▸ STATED GOAL
Report how many lines of the material contain the string "jacket". Give only the number.

▸ DATA SUPPLIED
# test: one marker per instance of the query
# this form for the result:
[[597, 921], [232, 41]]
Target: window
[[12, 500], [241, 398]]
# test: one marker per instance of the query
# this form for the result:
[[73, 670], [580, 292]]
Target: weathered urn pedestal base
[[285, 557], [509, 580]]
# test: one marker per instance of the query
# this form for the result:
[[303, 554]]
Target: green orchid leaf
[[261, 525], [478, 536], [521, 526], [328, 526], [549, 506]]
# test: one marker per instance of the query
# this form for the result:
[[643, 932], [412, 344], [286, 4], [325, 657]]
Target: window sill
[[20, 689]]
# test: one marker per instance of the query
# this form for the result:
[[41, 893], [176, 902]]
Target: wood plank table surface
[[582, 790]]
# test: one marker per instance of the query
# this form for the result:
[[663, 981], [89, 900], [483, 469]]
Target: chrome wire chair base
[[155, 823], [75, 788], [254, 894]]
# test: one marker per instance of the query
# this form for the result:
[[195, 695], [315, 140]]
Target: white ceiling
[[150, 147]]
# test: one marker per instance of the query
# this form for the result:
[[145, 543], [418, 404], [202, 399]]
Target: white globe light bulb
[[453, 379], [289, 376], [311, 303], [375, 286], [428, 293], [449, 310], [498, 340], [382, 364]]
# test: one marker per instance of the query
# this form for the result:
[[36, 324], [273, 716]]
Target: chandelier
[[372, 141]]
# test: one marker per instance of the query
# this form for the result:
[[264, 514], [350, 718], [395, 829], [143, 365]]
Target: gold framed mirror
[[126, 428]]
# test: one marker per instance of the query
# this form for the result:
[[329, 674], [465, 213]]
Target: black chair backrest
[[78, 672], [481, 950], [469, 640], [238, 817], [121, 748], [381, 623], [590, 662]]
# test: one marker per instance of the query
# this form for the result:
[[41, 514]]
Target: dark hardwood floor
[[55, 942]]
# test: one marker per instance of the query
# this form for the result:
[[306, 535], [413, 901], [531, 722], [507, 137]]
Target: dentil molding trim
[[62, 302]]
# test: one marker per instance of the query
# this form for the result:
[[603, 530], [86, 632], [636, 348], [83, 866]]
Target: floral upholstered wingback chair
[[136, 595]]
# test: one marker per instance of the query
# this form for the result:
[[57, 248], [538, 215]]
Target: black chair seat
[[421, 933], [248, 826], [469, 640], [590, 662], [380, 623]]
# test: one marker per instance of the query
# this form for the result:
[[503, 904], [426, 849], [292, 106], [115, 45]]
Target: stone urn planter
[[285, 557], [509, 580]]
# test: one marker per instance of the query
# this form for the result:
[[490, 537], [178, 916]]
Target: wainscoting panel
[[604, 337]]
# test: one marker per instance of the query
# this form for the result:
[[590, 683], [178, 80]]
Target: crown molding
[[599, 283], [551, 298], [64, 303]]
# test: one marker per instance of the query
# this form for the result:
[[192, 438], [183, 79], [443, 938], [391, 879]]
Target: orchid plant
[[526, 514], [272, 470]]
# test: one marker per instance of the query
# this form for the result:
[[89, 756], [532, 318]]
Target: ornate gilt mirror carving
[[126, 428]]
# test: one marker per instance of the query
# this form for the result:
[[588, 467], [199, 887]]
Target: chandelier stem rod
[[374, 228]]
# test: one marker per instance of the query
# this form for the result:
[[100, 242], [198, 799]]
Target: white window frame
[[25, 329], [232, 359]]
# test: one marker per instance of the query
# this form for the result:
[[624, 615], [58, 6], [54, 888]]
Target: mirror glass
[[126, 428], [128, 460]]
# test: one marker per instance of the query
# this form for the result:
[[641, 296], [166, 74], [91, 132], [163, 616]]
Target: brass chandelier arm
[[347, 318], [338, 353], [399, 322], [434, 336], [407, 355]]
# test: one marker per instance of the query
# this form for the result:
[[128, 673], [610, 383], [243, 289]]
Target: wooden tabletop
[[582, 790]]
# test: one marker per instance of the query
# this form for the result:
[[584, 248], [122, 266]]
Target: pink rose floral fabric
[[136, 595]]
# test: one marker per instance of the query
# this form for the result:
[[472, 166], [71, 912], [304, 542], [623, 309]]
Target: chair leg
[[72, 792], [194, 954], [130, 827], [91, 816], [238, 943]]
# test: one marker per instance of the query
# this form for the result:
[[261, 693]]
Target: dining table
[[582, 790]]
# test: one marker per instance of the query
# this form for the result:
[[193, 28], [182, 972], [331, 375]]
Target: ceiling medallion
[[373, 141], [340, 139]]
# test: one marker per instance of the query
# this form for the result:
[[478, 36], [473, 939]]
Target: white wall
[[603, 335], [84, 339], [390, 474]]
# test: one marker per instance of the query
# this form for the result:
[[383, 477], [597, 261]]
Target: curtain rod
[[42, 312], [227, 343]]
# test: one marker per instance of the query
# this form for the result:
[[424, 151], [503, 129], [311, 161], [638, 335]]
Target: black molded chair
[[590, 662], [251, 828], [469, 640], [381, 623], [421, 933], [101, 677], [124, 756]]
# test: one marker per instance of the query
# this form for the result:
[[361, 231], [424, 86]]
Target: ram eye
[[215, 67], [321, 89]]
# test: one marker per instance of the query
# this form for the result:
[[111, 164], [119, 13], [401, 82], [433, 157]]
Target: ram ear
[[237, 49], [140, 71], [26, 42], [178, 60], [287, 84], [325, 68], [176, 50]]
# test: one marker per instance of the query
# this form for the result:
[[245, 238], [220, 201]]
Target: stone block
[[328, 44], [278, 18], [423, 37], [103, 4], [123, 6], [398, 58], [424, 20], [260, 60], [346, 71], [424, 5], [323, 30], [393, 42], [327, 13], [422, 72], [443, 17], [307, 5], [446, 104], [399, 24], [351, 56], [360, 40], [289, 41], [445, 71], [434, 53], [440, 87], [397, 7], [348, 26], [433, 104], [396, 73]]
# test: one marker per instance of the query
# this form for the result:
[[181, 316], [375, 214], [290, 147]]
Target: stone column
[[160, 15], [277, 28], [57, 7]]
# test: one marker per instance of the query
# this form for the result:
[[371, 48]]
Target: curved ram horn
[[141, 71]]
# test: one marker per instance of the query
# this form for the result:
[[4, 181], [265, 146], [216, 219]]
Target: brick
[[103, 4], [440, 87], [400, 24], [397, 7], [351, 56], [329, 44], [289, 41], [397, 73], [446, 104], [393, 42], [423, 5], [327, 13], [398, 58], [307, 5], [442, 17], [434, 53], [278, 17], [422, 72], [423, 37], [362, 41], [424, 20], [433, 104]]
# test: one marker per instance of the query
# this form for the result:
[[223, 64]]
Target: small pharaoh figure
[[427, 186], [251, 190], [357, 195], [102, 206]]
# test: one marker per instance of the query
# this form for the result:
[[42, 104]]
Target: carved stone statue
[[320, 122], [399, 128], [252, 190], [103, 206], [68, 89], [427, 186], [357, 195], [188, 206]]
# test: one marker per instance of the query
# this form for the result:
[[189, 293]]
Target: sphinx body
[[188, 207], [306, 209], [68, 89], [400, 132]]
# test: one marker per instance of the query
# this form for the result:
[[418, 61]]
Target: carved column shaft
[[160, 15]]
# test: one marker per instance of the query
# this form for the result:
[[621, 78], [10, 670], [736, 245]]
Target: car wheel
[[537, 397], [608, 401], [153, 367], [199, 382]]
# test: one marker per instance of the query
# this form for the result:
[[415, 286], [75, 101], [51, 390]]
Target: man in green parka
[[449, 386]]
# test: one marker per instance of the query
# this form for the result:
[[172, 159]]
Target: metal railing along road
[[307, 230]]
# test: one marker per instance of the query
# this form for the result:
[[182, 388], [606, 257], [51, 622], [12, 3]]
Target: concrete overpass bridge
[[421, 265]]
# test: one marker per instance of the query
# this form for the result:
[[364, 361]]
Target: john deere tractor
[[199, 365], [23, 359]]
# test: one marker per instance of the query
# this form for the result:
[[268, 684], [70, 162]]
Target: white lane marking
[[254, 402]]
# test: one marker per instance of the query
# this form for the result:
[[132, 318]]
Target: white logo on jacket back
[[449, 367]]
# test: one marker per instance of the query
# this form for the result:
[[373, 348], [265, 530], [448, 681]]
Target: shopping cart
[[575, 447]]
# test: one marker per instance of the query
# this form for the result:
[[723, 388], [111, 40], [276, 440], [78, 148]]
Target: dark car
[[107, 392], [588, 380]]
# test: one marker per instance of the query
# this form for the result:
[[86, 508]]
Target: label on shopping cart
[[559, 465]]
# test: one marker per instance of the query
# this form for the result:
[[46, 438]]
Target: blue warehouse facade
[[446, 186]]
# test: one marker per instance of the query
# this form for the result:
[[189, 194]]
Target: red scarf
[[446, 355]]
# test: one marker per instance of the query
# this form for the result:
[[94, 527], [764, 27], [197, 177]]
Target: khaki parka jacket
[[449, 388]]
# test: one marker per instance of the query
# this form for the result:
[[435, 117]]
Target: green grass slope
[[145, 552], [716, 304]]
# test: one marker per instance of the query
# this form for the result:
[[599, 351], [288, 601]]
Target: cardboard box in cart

▸ TASK RESPONSE
2